(Entries taken from a collection)

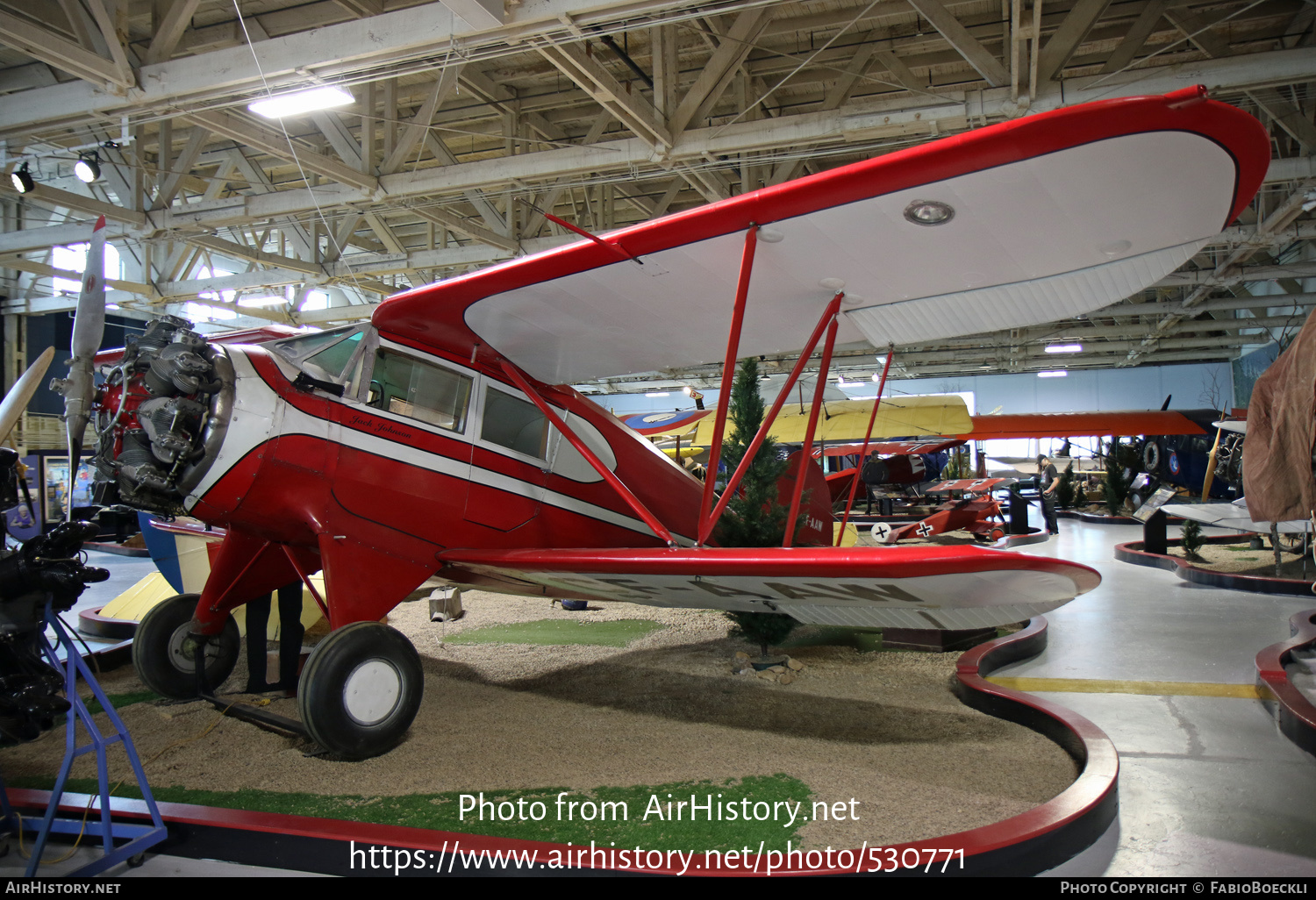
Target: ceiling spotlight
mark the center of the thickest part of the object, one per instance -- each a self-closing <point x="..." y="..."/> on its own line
<point x="21" y="179"/>
<point x="87" y="168"/>
<point x="929" y="212"/>
<point x="302" y="102"/>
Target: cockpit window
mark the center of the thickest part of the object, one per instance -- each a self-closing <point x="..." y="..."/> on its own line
<point x="332" y="361"/>
<point x="304" y="345"/>
<point x="418" y="389"/>
<point x="515" y="424"/>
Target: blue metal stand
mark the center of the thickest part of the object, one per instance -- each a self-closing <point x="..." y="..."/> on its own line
<point x="141" y="837"/>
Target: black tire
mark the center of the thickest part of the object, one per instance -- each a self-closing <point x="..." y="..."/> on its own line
<point x="361" y="689"/>
<point x="163" y="654"/>
<point x="1152" y="457"/>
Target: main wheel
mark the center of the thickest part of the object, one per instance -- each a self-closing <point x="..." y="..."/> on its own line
<point x="1152" y="457"/>
<point x="360" y="689"/>
<point x="165" y="652"/>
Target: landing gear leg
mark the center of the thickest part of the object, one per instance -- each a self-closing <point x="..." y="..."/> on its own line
<point x="165" y="652"/>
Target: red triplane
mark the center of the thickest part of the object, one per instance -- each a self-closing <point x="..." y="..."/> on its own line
<point x="444" y="439"/>
<point x="976" y="512"/>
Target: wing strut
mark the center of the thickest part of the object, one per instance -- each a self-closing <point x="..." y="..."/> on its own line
<point x="807" y="450"/>
<point x="623" y="491"/>
<point x="724" y="395"/>
<point x="705" y="528"/>
<point x="863" y="453"/>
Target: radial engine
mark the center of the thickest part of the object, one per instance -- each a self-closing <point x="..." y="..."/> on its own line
<point x="161" y="418"/>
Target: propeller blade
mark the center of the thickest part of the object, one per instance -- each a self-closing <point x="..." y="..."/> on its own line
<point x="89" y="331"/>
<point x="21" y="392"/>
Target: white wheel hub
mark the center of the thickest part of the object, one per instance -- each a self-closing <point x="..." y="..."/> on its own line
<point x="182" y="650"/>
<point x="371" y="691"/>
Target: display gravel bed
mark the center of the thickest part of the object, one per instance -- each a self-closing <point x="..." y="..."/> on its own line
<point x="879" y="728"/>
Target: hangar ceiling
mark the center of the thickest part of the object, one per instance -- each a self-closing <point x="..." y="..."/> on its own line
<point x="473" y="118"/>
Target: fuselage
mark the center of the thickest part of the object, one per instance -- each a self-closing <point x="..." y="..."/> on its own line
<point x="452" y="458"/>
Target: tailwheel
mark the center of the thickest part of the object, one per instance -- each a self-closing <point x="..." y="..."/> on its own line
<point x="165" y="650"/>
<point x="360" y="689"/>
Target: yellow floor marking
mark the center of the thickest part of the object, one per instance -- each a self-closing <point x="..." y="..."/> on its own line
<point x="1162" y="689"/>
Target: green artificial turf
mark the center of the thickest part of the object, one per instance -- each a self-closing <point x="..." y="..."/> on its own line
<point x="833" y="636"/>
<point x="561" y="631"/>
<point x="120" y="700"/>
<point x="637" y="816"/>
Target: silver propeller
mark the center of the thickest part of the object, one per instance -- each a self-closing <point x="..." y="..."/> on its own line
<point x="79" y="389"/>
<point x="18" y="396"/>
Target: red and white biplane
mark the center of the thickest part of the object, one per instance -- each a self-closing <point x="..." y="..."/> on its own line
<point x="442" y="439"/>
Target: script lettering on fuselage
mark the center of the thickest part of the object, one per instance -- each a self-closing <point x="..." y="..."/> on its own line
<point x="381" y="426"/>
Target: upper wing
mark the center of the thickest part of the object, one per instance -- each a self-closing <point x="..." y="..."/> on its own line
<point x="894" y="447"/>
<point x="658" y="424"/>
<point x="848" y="420"/>
<point x="1050" y="218"/>
<point x="1136" y="421"/>
<point x="878" y="587"/>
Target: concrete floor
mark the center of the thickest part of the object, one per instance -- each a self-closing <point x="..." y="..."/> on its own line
<point x="1208" y="786"/>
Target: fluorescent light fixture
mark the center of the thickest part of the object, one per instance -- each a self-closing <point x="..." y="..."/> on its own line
<point x="929" y="212"/>
<point x="87" y="168"/>
<point x="302" y="102"/>
<point x="263" y="302"/>
<point x="23" y="181"/>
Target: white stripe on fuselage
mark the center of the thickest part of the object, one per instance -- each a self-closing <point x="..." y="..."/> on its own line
<point x="258" y="410"/>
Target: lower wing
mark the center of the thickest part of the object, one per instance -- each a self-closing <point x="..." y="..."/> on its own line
<point x="873" y="587"/>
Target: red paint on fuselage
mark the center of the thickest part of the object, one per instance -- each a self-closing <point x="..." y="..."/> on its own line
<point x="321" y="494"/>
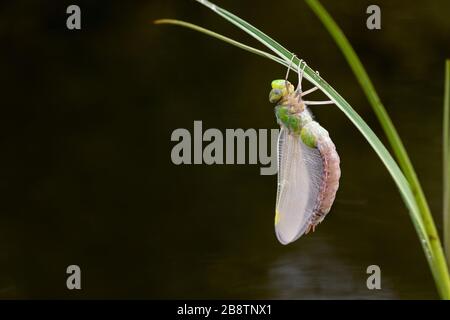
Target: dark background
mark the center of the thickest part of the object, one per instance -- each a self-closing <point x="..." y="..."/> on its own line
<point x="87" y="179"/>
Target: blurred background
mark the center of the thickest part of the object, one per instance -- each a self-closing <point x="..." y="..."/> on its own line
<point x="86" y="174"/>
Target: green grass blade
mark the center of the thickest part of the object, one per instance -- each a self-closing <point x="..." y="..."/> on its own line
<point x="446" y="161"/>
<point x="439" y="270"/>
<point x="385" y="121"/>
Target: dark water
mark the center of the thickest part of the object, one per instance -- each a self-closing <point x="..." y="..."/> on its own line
<point x="87" y="177"/>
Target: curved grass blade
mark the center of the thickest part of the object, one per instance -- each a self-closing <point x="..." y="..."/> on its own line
<point x="446" y="161"/>
<point x="385" y="121"/>
<point x="439" y="271"/>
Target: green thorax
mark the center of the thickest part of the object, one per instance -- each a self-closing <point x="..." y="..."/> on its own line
<point x="293" y="121"/>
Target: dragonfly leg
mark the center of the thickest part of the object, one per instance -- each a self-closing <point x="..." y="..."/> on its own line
<point x="287" y="72"/>
<point x="316" y="103"/>
<point x="298" y="90"/>
<point x="304" y="93"/>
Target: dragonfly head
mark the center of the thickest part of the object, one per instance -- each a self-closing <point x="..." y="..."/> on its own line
<point x="280" y="89"/>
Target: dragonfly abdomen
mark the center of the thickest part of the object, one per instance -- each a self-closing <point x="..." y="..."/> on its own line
<point x="331" y="173"/>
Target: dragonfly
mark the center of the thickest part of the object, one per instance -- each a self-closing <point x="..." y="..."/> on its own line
<point x="308" y="163"/>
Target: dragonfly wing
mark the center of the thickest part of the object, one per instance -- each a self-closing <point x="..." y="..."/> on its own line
<point x="300" y="175"/>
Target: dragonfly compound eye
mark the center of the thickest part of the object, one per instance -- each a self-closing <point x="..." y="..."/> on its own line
<point x="275" y="95"/>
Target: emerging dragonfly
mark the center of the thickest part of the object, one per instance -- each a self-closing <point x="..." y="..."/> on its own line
<point x="308" y="164"/>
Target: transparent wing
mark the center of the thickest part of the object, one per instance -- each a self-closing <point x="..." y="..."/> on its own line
<point x="300" y="174"/>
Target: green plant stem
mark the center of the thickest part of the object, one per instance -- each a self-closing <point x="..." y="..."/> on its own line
<point x="432" y="253"/>
<point x="388" y="127"/>
<point x="446" y="161"/>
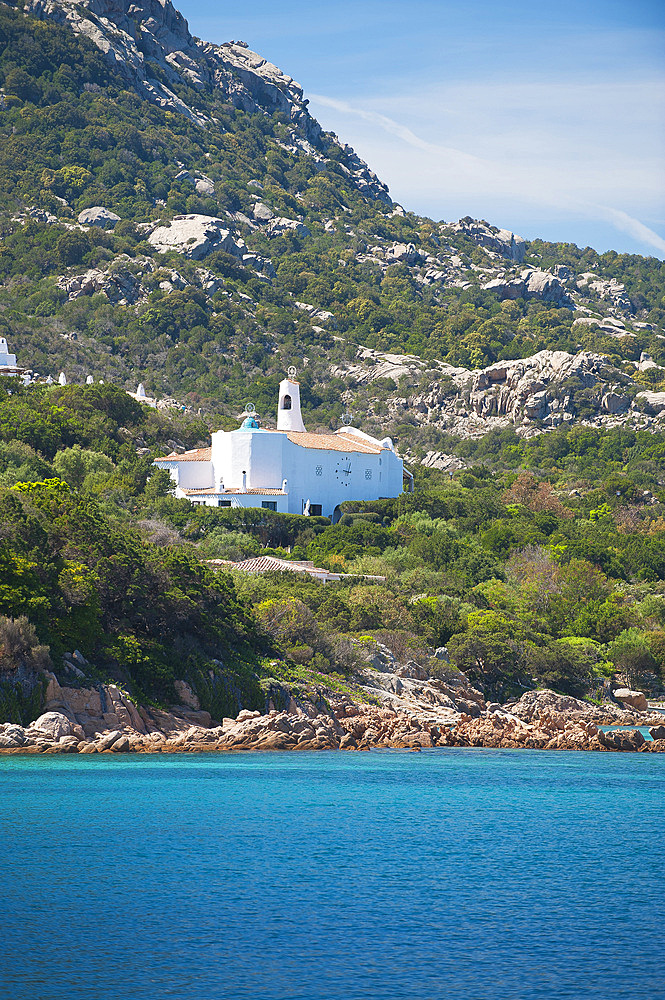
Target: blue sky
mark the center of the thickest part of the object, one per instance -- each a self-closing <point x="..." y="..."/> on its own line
<point x="545" y="119"/>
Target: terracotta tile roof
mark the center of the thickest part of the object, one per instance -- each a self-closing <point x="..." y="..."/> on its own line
<point x="267" y="564"/>
<point x="333" y="442"/>
<point x="195" y="455"/>
<point x="232" y="491"/>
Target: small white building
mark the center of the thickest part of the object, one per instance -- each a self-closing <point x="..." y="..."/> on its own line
<point x="288" y="470"/>
<point x="8" y="364"/>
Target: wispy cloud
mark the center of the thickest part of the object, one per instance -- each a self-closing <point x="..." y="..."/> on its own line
<point x="627" y="224"/>
<point x="567" y="150"/>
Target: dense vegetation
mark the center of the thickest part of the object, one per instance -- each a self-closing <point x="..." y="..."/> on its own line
<point x="552" y="577"/>
<point x="72" y="136"/>
<point x="542" y="562"/>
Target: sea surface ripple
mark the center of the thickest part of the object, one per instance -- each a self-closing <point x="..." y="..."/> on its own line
<point x="479" y="874"/>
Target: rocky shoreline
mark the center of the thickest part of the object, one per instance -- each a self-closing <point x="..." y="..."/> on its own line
<point x="540" y="720"/>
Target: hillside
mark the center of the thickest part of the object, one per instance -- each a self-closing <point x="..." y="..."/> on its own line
<point x="171" y="213"/>
<point x="288" y="250"/>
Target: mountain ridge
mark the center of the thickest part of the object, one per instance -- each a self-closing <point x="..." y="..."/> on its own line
<point x="204" y="232"/>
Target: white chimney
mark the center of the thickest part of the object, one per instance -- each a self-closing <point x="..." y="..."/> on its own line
<point x="289" y="417"/>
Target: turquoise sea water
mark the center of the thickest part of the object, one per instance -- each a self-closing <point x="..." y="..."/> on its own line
<point x="446" y="874"/>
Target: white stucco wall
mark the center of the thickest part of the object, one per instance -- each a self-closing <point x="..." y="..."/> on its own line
<point x="325" y="477"/>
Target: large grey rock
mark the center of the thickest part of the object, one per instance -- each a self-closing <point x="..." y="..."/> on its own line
<point x="98" y="216"/>
<point x="262" y="213"/>
<point x="195" y="236"/>
<point x="530" y="284"/>
<point x="655" y="401"/>
<point x="546" y="701"/>
<point x="55" y="724"/>
<point x="634" y="699"/>
<point x="621" y="739"/>
<point x="500" y="241"/>
<point x="278" y="226"/>
<point x="137" y="35"/>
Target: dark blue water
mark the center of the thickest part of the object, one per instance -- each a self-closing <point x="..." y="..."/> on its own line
<point x="445" y="874"/>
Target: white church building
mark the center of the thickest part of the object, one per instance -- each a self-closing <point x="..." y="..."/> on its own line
<point x="288" y="470"/>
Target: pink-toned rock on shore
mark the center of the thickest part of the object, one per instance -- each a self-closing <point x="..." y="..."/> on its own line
<point x="539" y="720"/>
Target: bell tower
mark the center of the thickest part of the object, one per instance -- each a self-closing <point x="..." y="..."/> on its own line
<point x="289" y="417"/>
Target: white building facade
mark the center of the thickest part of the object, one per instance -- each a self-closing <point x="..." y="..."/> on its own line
<point x="288" y="470"/>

◆ Work to complete
Beginning with the first line of the entries above, repeat each line word for word until the line with "Target: radial engine" has been given too. Omit the pictures.

◆ Reply
Target: ceiling spotlight
mark the center of the thickest part of the object, one per instance -- each a self-closing <point x="..." y="..."/> on its own line
<point x="21" y="179"/>
<point x="87" y="168"/>
<point x="929" y="212"/>
<point x="302" y="102"/>
Target: cockpit window
mark the center of the thickest part of the object, one per instance -- each a self-closing <point x="..." y="..."/> on its own line
<point x="332" y="361"/>
<point x="304" y="345"/>
<point x="418" y="389"/>
<point x="515" y="424"/>
Target: blue metal stand
mark the center of the thickest part of the object, one per instance -- each a self-closing <point x="..." y="..."/> on its own line
<point x="141" y="837"/>
Target: black tire
mark the center of the thickest part of the object, one per instance -- each a self-closing <point x="..." y="..."/> on its own line
<point x="361" y="689"/>
<point x="163" y="654"/>
<point x="1152" y="457"/>
Target: main wheel
mark the center of the thickest part of the object, one per instance -- each a self-closing <point x="..." y="..."/> on its own line
<point x="1152" y="457"/>
<point x="360" y="689"/>
<point x="165" y="652"/>
Target: landing gear leg
mark the center of the thickest part of the object, one per instance -- each a self-closing <point x="..." y="..."/> on its own line
<point x="165" y="652"/>
Target: red triplane
mark the center of the thickest part of the object, one per instance -- each a self-closing <point x="..." y="..."/> on its own line
<point x="444" y="439"/>
<point x="976" y="512"/>
Target: wing strut
mark the center of the thickest part of the object, one per instance -- each a self-closing <point x="..." y="..."/> on its own line
<point x="807" y="450"/>
<point x="623" y="491"/>
<point x="724" y="395"/>
<point x="705" y="528"/>
<point x="863" y="453"/>
Target: radial engine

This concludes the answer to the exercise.